_Task objective_
Every entry below must be retyped exactly, and the pictures must be left out.

_Dataset records_
____

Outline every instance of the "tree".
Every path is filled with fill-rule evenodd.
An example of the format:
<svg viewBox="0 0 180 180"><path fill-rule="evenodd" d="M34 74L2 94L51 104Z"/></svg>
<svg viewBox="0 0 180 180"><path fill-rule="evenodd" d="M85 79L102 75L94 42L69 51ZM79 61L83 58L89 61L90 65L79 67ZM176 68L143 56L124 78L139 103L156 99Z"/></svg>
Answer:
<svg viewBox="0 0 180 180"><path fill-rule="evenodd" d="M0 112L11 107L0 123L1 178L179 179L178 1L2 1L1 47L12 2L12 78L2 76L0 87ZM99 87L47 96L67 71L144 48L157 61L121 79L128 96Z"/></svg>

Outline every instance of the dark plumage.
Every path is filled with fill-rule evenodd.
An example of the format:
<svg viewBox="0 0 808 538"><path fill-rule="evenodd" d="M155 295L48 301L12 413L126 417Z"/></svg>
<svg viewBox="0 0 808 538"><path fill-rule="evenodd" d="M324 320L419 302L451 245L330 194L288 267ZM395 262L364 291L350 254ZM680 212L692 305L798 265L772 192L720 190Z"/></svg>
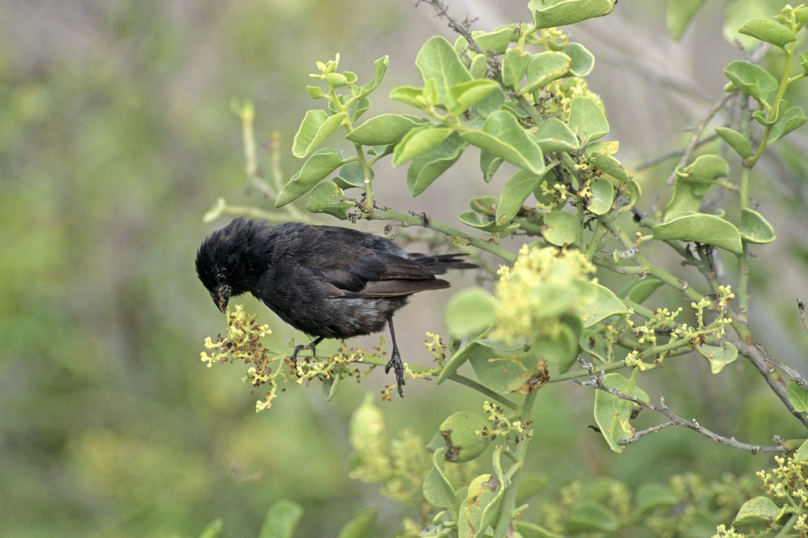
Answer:
<svg viewBox="0 0 808 538"><path fill-rule="evenodd" d="M404 395L404 368L393 314L413 293L448 288L435 278L448 269L477 267L463 254L408 254L389 239L349 228L287 222L270 226L237 218L213 232L196 254L196 272L222 312L230 297L250 292L282 320L316 337L350 338L390 327L395 370Z"/></svg>

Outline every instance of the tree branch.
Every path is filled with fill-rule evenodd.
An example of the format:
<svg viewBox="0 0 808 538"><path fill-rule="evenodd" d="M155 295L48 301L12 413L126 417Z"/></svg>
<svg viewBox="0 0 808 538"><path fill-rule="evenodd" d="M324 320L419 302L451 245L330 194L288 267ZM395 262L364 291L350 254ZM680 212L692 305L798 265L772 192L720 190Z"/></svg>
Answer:
<svg viewBox="0 0 808 538"><path fill-rule="evenodd" d="M668 418L669 423L664 423L664 424L661 424L659 426L656 426L655 427L655 428L657 428L656 431L661 430L663 428L667 428L667 427L669 427L671 425L684 426L686 428L690 428L691 430L695 430L696 432L702 434L703 436L707 437L708 439L711 439L712 441L715 441L716 443L721 443L722 445L727 445L729 447L734 448L735 450L745 450L745 451L751 452L752 454L757 454L758 452L785 452L786 451L785 447L783 447L783 446L750 445L748 443L742 443L740 441L737 441L734 437L723 437L721 435L718 435L717 433L715 433L713 431L710 431L707 428L701 426L695 419L694 420L686 420L686 419L680 417L679 415L677 415L676 413L674 413L673 411L671 411L670 409L668 409L668 407L665 405L665 399L664 398L659 399L659 405L651 405L650 403L648 403L648 402L646 402L644 400L641 400L641 399L639 399L639 398L637 398L635 396L631 396L631 395L626 394L624 392L621 392L621 391L619 391L617 389L607 387L603 383L603 374L602 373L600 375L596 374L595 369L592 366L592 363L589 363L589 362L586 362L586 361L583 361L583 360L580 360L580 359L579 359L579 361L581 362L581 364L583 364L583 367L585 369L590 370L592 380L585 382L585 381L579 381L577 379L574 379L574 381L576 383L578 383L579 385L590 386L590 387L594 387L597 390L602 390L604 392L608 392L609 394L617 396L621 400L627 400L629 402L632 402L632 403L635 403L635 404L637 404L639 406L642 406L642 407L644 407L646 409L649 409L651 411L654 411L654 412L657 412L657 413L660 413L660 414L664 415L665 417ZM653 428L650 428L649 430L653 430ZM637 433L635 433L634 436L630 437L629 439L626 439L626 442L624 444L628 444L629 442L634 442L634 441L636 441L636 439L638 439L642 435L652 433L649 430L643 430L642 432L639 432L641 435L638 435Z"/></svg>

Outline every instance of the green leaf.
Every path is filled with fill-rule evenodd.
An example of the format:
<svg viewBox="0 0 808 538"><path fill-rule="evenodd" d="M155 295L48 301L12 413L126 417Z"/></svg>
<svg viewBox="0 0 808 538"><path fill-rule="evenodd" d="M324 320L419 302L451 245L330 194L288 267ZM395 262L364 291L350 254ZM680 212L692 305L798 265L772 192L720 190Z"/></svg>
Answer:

____

_Response area_
Outline every instance of the "tree".
Every path is filled with fill-rule evenodd.
An example of the format:
<svg viewBox="0 0 180 180"><path fill-rule="evenodd" d="M34 74L2 94L51 104Z"/></svg>
<svg viewBox="0 0 180 180"><path fill-rule="evenodd" d="M85 79L102 75L94 42L69 51ZM79 61L83 58L89 61L90 65L79 67ZM176 68L143 56L124 78L139 103L156 99Z"/></svg>
Answer:
<svg viewBox="0 0 180 180"><path fill-rule="evenodd" d="M0 112L11 107L0 123L1 178L179 179L178 1L2 1L1 47L12 2L12 78L2 76L0 87ZM99 87L47 96L67 71L144 48L157 61L121 79L128 96Z"/></svg>

Outline every instance of the dark plumage.
Every path is filled with fill-rule evenodd.
An example of the format:
<svg viewBox="0 0 808 538"><path fill-rule="evenodd" d="M155 295L48 301L12 413L126 417Z"/></svg>
<svg viewBox="0 0 808 538"><path fill-rule="evenodd" d="M324 320L419 302L451 245L330 194L288 267ZM395 262L364 291L350 254ZM680 212L692 305L798 265L772 192L720 190Z"/></svg>
Answer:
<svg viewBox="0 0 808 538"><path fill-rule="evenodd" d="M404 395L404 368L393 314L413 293L448 288L435 278L448 269L477 267L463 254L408 254L389 239L349 228L287 222L270 226L237 218L213 232L196 254L196 272L222 312L230 297L250 292L282 320L316 337L350 338L390 327L395 370Z"/></svg>

Outline every instance of the tree branch.
Every path is filled with fill-rule evenodd.
An example of the format:
<svg viewBox="0 0 808 538"><path fill-rule="evenodd" d="M155 295L48 301L12 413L126 417Z"/></svg>
<svg viewBox="0 0 808 538"><path fill-rule="evenodd" d="M324 320L419 302L451 245L330 194L288 267ZM395 262L364 291L350 254ZM680 212L692 305L798 265L772 192L720 190Z"/></svg>
Answer:
<svg viewBox="0 0 808 538"><path fill-rule="evenodd" d="M668 418L669 423L664 423L664 424L661 424L659 426L656 426L655 427L655 428L657 428L656 431L661 430L663 428L667 428L667 427L669 427L671 425L684 426L686 428L690 428L691 430L695 430L696 432L702 434L703 436L707 437L708 439L711 439L712 441L715 441L716 443L721 443L722 445L727 445L729 447L734 448L735 450L745 450L745 451L751 452L752 454L757 454L758 452L785 452L786 451L785 447L783 447L783 446L750 445L748 443L742 443L740 441L737 441L734 437L723 437L721 435L718 435L717 433L715 433L713 431L710 431L707 428L701 426L695 419L694 420L686 420L686 419L680 417L679 415L677 415L676 413L674 413L673 411L671 411L670 409L668 409L668 407L665 405L665 399L664 398L659 399L659 405L651 405L650 403L648 403L648 402L646 402L644 400L641 400L641 399L639 399L639 398L637 398L635 396L631 396L631 395L626 394L624 392L621 392L621 391L619 391L617 389L607 387L603 383L603 374L602 373L600 375L596 374L595 369L592 366L592 363L589 363L589 362L586 362L586 361L583 361L583 360L580 360L580 359L579 359L579 361L581 362L581 364L583 364L583 367L585 369L590 370L592 380L585 382L585 381L579 381L577 379L574 379L574 381L576 383L578 383L579 385L590 386L590 387L594 387L597 390L602 390L604 392L608 392L609 394L617 396L621 400L627 400L629 402L632 402L632 403L635 403L635 404L637 404L639 406L642 406L642 407L644 407L646 409L649 409L651 411L654 411L654 412L657 412L657 413L660 413L660 414L664 415L665 417ZM653 428L650 428L649 430L653 430ZM637 433L635 433L634 436L630 437L629 439L626 439L626 442L624 444L628 444L629 442L634 442L634 441L636 441L636 439L638 439L642 435L652 433L649 430L643 430L642 432L639 432L641 435L638 435Z"/></svg>

Outline every instance of the green leaf.
Every path is filled with fill-rule evenodd.
An example of the format:
<svg viewBox="0 0 808 538"><path fill-rule="evenodd" d="M155 295L48 301L12 413L126 417Z"/></svg>
<svg viewBox="0 0 808 538"><path fill-rule="evenodd" d="M324 320L419 302L451 245L330 194L288 267ZM395 262L364 291L350 254ZM680 212L692 305L798 265L772 192L720 190Z"/></svg>
Answer:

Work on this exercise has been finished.